_BRIEF_: Rescale the lines starting with the line containing "Trace the outline of every instance of the person" and going on through the line containing "M 54 178 L 55", both included, and write only those lines out again, requests and all. Multiply every coordinate in the answer paths by 1.9 and round each result to a whole number, with halves rounded up.
-- Start of DATA FOR THIS EXERCISE --
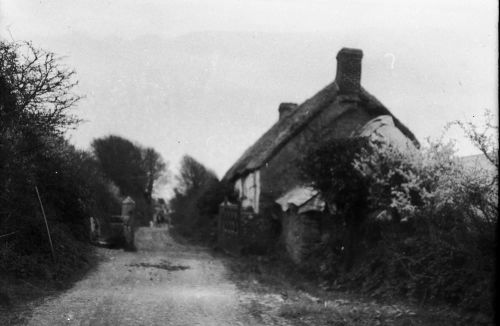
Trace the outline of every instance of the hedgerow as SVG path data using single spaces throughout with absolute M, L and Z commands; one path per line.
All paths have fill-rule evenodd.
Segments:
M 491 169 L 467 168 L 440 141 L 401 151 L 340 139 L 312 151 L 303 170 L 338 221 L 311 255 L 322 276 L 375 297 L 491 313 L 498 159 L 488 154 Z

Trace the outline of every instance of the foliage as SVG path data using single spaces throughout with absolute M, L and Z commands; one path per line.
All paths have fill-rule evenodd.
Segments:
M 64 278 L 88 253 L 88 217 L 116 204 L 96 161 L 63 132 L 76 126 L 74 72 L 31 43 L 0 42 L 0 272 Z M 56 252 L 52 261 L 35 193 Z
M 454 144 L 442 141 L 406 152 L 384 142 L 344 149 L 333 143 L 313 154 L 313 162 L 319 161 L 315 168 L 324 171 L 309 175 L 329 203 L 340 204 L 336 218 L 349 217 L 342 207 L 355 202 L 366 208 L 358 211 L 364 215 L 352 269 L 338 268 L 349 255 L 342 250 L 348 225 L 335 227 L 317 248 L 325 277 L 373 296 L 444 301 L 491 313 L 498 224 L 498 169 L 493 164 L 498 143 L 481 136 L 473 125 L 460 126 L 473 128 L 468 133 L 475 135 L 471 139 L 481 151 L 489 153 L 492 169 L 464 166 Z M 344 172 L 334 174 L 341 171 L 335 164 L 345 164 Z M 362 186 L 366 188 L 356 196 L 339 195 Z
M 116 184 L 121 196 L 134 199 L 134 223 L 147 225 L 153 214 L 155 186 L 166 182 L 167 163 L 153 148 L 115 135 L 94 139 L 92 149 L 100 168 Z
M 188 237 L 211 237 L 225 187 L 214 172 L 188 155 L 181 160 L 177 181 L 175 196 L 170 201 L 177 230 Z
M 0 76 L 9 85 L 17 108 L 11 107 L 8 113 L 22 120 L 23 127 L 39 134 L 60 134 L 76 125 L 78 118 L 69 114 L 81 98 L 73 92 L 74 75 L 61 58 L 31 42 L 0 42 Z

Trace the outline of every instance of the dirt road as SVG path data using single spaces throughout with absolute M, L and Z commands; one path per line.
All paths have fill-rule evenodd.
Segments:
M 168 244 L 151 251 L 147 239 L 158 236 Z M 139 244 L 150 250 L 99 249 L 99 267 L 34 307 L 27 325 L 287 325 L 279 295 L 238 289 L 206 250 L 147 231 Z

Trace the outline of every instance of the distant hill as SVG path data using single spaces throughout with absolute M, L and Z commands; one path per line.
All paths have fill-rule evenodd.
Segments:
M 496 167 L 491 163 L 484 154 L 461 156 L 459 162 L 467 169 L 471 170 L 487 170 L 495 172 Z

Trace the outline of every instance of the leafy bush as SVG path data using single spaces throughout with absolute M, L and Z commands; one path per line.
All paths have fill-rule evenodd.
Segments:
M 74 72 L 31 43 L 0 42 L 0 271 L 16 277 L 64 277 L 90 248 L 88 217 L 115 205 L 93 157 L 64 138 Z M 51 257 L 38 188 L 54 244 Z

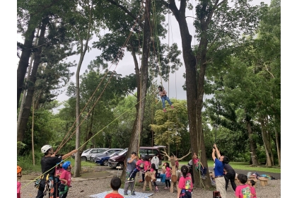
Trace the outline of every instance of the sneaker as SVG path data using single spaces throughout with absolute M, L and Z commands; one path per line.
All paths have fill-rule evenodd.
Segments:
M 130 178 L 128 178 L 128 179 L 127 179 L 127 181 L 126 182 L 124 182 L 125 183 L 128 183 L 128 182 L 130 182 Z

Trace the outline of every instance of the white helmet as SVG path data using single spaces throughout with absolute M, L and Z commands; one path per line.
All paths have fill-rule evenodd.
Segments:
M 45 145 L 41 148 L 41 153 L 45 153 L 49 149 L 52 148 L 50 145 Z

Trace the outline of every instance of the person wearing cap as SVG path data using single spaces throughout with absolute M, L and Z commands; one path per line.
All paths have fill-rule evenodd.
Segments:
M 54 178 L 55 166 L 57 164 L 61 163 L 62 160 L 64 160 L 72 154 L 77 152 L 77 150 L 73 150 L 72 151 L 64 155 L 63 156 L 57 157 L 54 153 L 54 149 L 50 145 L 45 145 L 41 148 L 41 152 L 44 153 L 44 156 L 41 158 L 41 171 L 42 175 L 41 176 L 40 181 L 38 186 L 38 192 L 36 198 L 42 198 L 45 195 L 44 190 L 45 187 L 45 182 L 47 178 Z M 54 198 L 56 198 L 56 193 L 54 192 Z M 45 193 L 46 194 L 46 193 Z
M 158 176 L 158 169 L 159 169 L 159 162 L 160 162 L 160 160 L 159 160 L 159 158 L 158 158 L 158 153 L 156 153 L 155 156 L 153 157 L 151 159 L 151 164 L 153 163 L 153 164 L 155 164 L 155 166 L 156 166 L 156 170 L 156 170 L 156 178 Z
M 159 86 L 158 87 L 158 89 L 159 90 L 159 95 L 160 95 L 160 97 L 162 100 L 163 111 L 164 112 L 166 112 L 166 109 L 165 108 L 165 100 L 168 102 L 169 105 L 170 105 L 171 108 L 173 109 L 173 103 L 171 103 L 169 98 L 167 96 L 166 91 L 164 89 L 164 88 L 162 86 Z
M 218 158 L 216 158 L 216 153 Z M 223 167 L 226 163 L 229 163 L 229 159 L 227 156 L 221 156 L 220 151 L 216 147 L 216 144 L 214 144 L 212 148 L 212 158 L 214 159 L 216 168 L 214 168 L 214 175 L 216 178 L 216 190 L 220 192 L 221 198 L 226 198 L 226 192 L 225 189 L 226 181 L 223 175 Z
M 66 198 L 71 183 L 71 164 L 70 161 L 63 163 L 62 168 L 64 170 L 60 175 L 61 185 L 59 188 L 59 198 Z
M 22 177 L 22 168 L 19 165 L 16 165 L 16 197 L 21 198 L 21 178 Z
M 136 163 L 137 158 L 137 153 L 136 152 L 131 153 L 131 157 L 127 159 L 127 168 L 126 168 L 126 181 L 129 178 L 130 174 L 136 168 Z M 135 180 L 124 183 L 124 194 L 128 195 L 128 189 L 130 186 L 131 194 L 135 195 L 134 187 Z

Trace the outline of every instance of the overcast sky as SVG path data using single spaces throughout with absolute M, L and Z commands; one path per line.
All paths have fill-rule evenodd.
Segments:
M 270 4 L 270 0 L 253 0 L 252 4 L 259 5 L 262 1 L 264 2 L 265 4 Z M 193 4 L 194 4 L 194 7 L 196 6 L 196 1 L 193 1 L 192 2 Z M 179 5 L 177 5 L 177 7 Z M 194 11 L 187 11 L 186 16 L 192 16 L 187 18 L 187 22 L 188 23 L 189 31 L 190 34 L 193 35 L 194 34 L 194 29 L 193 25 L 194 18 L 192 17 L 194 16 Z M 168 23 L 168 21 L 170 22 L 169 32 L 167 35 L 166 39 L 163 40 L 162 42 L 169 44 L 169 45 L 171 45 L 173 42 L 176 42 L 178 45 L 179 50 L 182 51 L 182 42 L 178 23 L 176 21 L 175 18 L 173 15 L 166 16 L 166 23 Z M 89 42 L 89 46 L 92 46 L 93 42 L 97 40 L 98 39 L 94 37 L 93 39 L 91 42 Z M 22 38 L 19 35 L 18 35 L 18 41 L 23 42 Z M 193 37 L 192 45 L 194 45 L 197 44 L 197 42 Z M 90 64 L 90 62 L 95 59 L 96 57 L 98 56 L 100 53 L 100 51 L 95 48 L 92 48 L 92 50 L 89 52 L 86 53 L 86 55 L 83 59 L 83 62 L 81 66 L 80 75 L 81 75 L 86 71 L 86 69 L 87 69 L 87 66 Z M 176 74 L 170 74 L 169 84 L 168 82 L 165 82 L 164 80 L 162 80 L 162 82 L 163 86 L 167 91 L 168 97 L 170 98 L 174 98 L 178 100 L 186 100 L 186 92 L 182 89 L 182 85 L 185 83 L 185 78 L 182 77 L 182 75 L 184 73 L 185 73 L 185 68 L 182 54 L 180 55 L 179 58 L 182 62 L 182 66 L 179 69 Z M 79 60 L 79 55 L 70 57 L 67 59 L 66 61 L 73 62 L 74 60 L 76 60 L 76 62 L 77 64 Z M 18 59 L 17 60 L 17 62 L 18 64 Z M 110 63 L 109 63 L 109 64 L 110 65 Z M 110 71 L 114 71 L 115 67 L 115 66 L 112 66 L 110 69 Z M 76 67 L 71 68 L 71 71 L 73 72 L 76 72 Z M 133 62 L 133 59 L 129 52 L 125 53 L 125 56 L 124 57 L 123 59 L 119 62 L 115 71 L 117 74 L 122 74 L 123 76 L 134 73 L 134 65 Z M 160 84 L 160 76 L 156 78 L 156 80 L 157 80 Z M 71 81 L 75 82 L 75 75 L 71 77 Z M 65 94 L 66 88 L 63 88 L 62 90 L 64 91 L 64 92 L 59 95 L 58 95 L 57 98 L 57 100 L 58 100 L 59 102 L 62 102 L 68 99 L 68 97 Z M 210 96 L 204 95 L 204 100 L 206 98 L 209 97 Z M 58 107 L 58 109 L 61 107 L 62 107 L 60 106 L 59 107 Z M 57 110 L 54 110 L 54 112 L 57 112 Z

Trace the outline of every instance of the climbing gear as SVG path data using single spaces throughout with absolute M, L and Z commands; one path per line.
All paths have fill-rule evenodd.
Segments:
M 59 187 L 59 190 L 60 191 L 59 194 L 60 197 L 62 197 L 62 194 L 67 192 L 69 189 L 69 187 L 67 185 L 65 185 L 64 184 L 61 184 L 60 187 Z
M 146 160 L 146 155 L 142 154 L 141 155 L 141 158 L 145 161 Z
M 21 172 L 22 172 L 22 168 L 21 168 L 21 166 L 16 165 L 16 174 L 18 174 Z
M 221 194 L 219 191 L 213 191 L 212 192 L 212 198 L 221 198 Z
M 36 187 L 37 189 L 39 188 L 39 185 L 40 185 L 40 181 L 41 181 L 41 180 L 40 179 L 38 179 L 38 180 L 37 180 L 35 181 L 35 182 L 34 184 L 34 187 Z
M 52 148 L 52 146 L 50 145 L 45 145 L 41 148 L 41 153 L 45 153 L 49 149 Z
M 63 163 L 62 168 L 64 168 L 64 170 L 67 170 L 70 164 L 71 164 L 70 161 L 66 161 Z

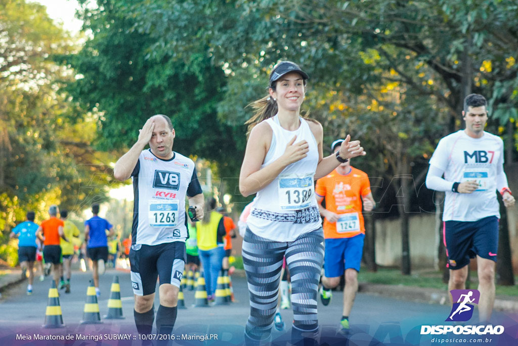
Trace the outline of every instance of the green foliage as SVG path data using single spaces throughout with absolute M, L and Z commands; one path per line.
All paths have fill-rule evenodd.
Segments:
-- End of DATA FOR THIS EXERCISE --
_RESULT FOR THIS EXERCISE_:
Trace the outline of every instance of the person wearing cap as SVG path data using single spaces throughout with absolute M, L and Z commands; one path per line.
All paths have fill-rule evenodd.
Segments:
M 103 338 L 105 315 L 108 312 L 116 310 L 118 304 L 122 304 L 137 293 L 146 289 L 146 285 L 139 285 L 137 287 L 122 295 L 120 296 L 108 298 L 103 291 L 103 283 L 95 276 L 86 276 L 78 281 L 78 289 L 84 291 L 84 296 L 78 300 L 78 325 L 80 333 L 78 334 L 76 344 L 72 353 L 72 365 L 68 376 L 80 376 L 86 371 L 84 361 L 86 355 L 86 346 L 89 338 Z M 103 376 L 106 376 L 106 367 L 103 365 Z M 86 367 L 87 369 L 87 367 Z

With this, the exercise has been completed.